━━━━━ Information provided

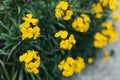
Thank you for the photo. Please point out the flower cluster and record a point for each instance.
(70, 65)
(109, 31)
(108, 34)
(66, 44)
(115, 16)
(29, 28)
(81, 23)
(32, 61)
(100, 40)
(97, 8)
(63, 9)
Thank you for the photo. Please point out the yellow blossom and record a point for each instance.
(32, 61)
(106, 56)
(29, 28)
(63, 10)
(90, 60)
(100, 40)
(97, 8)
(70, 65)
(81, 23)
(115, 16)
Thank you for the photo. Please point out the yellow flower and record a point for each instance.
(32, 61)
(29, 28)
(115, 16)
(70, 65)
(98, 15)
(60, 66)
(97, 8)
(104, 2)
(72, 39)
(29, 19)
(79, 64)
(113, 4)
(106, 56)
(90, 60)
(81, 23)
(67, 73)
(100, 40)
(62, 33)
(63, 10)
(64, 5)
(109, 31)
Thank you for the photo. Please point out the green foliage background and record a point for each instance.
(11, 46)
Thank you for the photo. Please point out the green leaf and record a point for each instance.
(4, 69)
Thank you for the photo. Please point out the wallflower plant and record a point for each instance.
(49, 40)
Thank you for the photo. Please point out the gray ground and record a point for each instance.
(100, 70)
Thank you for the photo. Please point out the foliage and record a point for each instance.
(12, 45)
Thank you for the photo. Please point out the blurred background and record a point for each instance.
(100, 70)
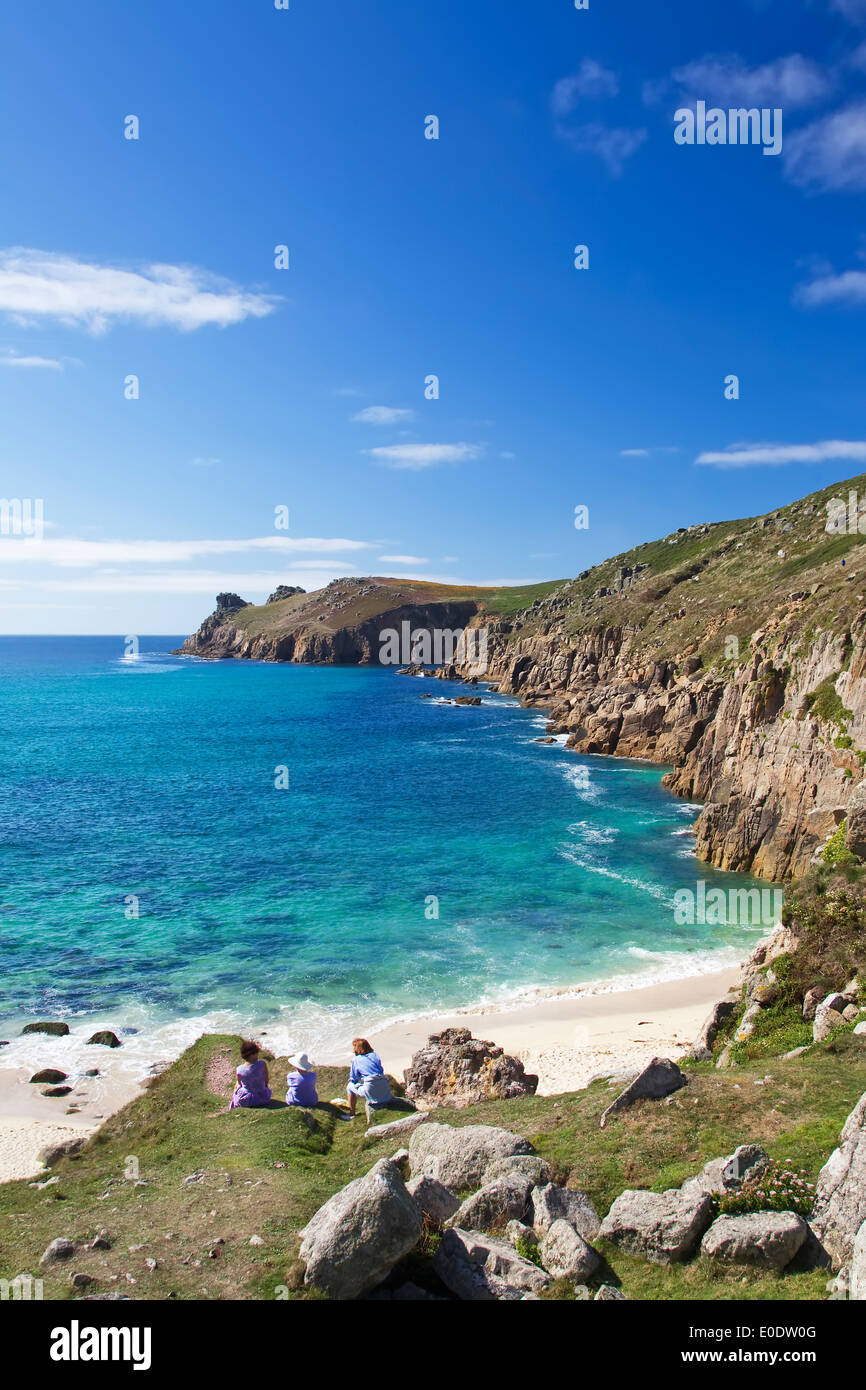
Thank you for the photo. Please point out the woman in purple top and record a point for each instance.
(252, 1087)
(300, 1082)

━━━━━━━━━━

Return the material exactly as written, except for any pictures it holds.

Thank you for the photo. Please point out the flower cluster and record a point for each instance.
(70, 65)
(109, 31)
(108, 34)
(66, 44)
(115, 16)
(29, 28)
(81, 23)
(32, 61)
(100, 40)
(97, 8)
(63, 9)
Thank you for the photo. Please point out the yellow blossom and record a point for each instance.
(32, 61)
(106, 56)
(29, 28)
(63, 10)
(90, 60)
(100, 40)
(97, 8)
(70, 65)
(81, 23)
(115, 16)
Thank you for the photo. Please point out the yellow flower and record a point for each instance.
(32, 61)
(29, 28)
(115, 16)
(70, 65)
(98, 15)
(60, 66)
(97, 8)
(104, 2)
(72, 39)
(29, 19)
(79, 64)
(113, 4)
(106, 56)
(90, 60)
(81, 23)
(67, 73)
(100, 40)
(62, 33)
(63, 10)
(64, 5)
(109, 31)
Thank you for the photo. Please point out the green foliage background and record a point for each instance.
(11, 46)
Thank you for the photo. Please point out the green leaf and record a point for each instance.
(4, 69)
Thank you for the photo. Please point out the wallflower plant and record a point for each instance.
(49, 40)
Thank you for the photo. Please point out the gray ground and record a point for each instance.
(100, 70)
Thank you for the photo. Please point out the foliage and record a point for each instance.
(12, 45)
Thank you for the photo. Please point out the blurred background and record a point for each instance.
(100, 70)
Thank you for the photo. Please point out the woman in purple top and record a point for each instance.
(252, 1087)
(300, 1082)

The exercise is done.